▼

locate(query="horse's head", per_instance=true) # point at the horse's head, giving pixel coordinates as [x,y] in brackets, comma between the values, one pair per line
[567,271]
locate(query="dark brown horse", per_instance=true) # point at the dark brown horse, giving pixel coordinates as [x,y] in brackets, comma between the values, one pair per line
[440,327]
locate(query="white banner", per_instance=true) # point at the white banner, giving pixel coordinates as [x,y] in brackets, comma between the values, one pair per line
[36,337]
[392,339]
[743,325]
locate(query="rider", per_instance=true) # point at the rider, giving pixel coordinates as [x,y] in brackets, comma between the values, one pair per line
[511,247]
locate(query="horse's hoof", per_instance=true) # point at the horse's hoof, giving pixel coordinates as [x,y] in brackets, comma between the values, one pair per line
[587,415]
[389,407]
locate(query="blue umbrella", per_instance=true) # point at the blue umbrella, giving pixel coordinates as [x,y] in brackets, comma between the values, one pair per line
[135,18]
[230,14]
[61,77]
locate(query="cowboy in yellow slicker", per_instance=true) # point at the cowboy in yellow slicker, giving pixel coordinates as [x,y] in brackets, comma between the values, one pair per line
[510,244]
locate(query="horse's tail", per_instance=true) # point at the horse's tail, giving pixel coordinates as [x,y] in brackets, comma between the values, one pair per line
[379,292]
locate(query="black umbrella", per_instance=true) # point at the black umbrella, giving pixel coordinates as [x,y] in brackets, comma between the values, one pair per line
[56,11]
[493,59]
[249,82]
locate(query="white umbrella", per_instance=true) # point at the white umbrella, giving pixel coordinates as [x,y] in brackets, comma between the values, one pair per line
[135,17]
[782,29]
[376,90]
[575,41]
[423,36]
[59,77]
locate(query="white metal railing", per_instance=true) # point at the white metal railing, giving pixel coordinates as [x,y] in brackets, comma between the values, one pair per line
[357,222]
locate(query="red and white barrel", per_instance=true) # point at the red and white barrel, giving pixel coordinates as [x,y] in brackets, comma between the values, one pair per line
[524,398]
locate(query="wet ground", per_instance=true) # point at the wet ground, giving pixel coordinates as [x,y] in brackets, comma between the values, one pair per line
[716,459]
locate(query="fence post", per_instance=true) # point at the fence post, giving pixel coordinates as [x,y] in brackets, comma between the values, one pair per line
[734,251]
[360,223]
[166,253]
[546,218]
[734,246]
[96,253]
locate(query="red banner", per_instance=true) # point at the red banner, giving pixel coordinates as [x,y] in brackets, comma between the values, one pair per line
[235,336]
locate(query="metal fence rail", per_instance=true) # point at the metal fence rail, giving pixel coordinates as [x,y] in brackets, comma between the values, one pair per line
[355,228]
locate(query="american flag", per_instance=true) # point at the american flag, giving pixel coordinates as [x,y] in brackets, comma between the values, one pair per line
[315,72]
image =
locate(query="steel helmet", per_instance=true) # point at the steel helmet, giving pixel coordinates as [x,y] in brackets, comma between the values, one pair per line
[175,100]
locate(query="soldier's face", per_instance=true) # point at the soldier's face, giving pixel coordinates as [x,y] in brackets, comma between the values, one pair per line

▲

STATED GOAL — Return all of the data precisely as it appears.

RESPONSE TO THIS TASK —
locate(query="horse's head", per_instance=true) # point at the horse's head, giving pixel coordinates as [x,y] in brackets, comma between the values, one pair per line
[567,271]
locate(query="dark brown horse", per_instance=true) # point at the dark brown horse, giving pixel coordinates as [x,y] in brackets, comma between the values, one pair per line
[440,327]
locate(query="white banner", per_instance=true) # point at the white banner, giving pixel coordinates as [x,y] in brackets, comma between the values, one pair per line
[36,337]
[392,339]
[743,325]
locate(query="rider", per_instance=true) # point at the rider, giving pixel coordinates as [x,y] in brackets, comma between the values, one pair per line
[511,247]
locate(query="horse's hoof", per_instance=true) # point at the horse's hoof, giving pixel coordinates as [x,y] in brackets, comma between the values, one pair per line
[587,415]
[389,407]
locate(query="blue umbrella", per_instance=true) # point at the blue umbrella, giving pixel coordinates as [x,y] in brackets, comma between the values, one pair per line
[135,18]
[230,14]
[61,77]
locate(query="cowboy in yellow slicker", per_instance=true) # point at the cowboy in yellow slicker, giving pixel coordinates as [x,y] in brackets, comma between the values, one pair per line
[510,244]
locate(query="horse's tail", per_instance=true) # point at the horse's tail, giving pixel coordinates as [x,y] in brackets, comma between the values, one pair per line
[379,292]
locate(query="black umbrella", per_instance=true) # point at the black umbrella, giving pixel coordinates as [x,y] in brackets, comma between the values, one pair per line
[56,11]
[493,59]
[249,82]
locate(query="white umbrella", per_instance=true) # point at the white umbrella, giving pixel coordinates as [x,y] in brackets, comma between the values, one pair per line
[135,17]
[782,29]
[376,90]
[575,41]
[423,36]
[59,77]
locate(query="white metal railing", per_instance=true) # point at the white metal railing, giving pixel coordinates as [x,y] in brackets, comma between the values, one pair per line
[357,222]
locate(query="red and white barrel", per_instance=true) # point at the red and white barrel, giving pixel coordinates as [x,y] in brackets, comma between the values, one pair per line
[524,398]
locate(query="wet ground", per_instance=true) # point at the wet ground, giving pixel coordinates as [x,y] in brackets, comma between the values, one pair per line
[716,459]
locate(query="fence post", per_instance=true) # point at the fence post, giving pixel coordinates as [x,y] in brackets, comma between the values, one pair per line
[734,251]
[360,223]
[166,253]
[546,218]
[734,246]
[96,253]
locate(query="red banner", per_instance=true) # point at the red banner, giving pixel coordinates as [x,y] in brackets, comma between the values, one pair per line
[235,336]
locate(query="metal fence rail", per_instance=true) # point at the metal fence rail, giving pixel coordinates as [x,y] in brackets, comma between the values, one pair per line
[355,228]
locate(query="american flag", per_instance=true) # point at the american flag, giving pixel coordinates as [x,y] in brackets, comma between the values, one pair per line
[315,72]
image =
locate(query="steel helmet", per_instance=true) # point at the steel helmet, giving pixel coordinates as [x,y] in brackets, comma between the values, one pair per line
[175,100]
locate(query="soldier's face", per_instance=true) # point at the soldier's face, giving pixel coordinates as [x,y] in brackets, comma between the values, one pair per line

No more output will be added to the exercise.